- **Excerpt provided**
+-------+

2.5 Determination of Stockholders of Record.

 

(a) For the purpose of determining the stockholders entitled to notice of and to vote at any meeting of stockholders or any adjournment thereof, or entitled to receive payment of any distribution or the allotment of any rights, or entitled to exercise any rights in respect of any change, conversion, or exchange of stock or for the purpose of any other lawful action, the directors may fix, in advance, a record date, which shall not be more than sixty (60) days nor less than ten (10) days before the date of such meeting, if applicable.

 

(b) If no record date is fixed, the record date for determining stockholders: (1) entitled to notice of and to vote at a meeting of stockholders shall be at the close of business on the day next preceding the day on which notice is given, or, if notice is waived, at the close of business on the day next preceding the day on which the meeting is held; and (2) for any other purpose shall be at the close of business on the day on which the Board of Directors adopts the resolution relating thereto. A determination of stockholders of record entitled to notice of or to vote at any meeting of stockholders shall apply to any adjournment of the meeting; provided, however, that the Board of Directors may fix a new record date for the adjourned meeting and must fix a new record date if the meeting is adjourned to a date more than 60 days later than the date set for the original meeting.

 

2.6 Quorum; Adjourned Meetings.

 

(a) Unless the Articles of Incorporation provide for a different proportion, stockholders holding at least a majority of the voting power of the Corporation’s capital stock, represented in person or by proxy (regardless of whether the proxy has authority to vote on all matters), are necessary to constitute a quorum for the transaction of business at any meeting. If, on any issue, voting by classes or series is required by the laws of the State of Wyoming, the Articles of Incorporation or these Bylaws, at least a majority of the voting power, represented in person or by proxy (regardless of whether the proxy has authority to vote on all matters), within each such class or series is necessary to constitute a quorum of each such class or series.

 

(b) If a quorum is not represented, a majority of the voting power represented or the person presiding at the meeting may adjourn the meeting from time to time until a quorum shall be represented. At any such adjourned meeting at which a quorum shall be represented, any business may be transacted which might have been transacted as originally called. When a stockholders’ meeting is adjourned to another time or place hereunder, notice need not be given of the adjourned meeting if the time and place thereof are announced at the meeting at which the adjournment is taken. However, if a new record date is fixed for the adjourned meeting, notice of the adjourned meeting must be given to each stockholder of record as of the new record date. The stockholders present at a duly convened meeting at which a quorum is present may continue to transact business until adjournment, notwithstanding the departure of enough stockholders to leave less than a quorum of the voting power.

+-------+

- **Required task**
Update the part of the bylaws excerpt that opens with the words "2.5 Determination of" and closes with "meeting, if applicable.", replacing "directors" with "Board of Directors".

- **Information provided**
+-------+

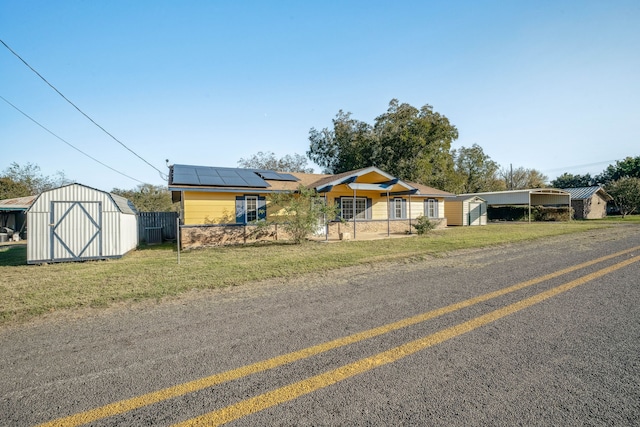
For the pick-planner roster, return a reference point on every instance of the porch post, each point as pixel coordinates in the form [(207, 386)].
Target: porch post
[(354, 214), (410, 214), (388, 215), (326, 223)]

+-------+

- **Written solution**
2.5 Determination of Stockholders of Record.

 

(a) For the purpose of determining the stockholders entitled to notice of and to vote at any meeting of stockholders or any adjournment thereof, or entitled to receive payment of any distribution or the allotment of any rights, or entitled to exercise any rights in respect of any change, conversion, or exchange of stock or for the purpose of any other lawful action, the Board of Directors may fix, in advance, a record date, which shall not be more than sixty (60) days nor less than ten (10) days before the date of such meeting, if applicable.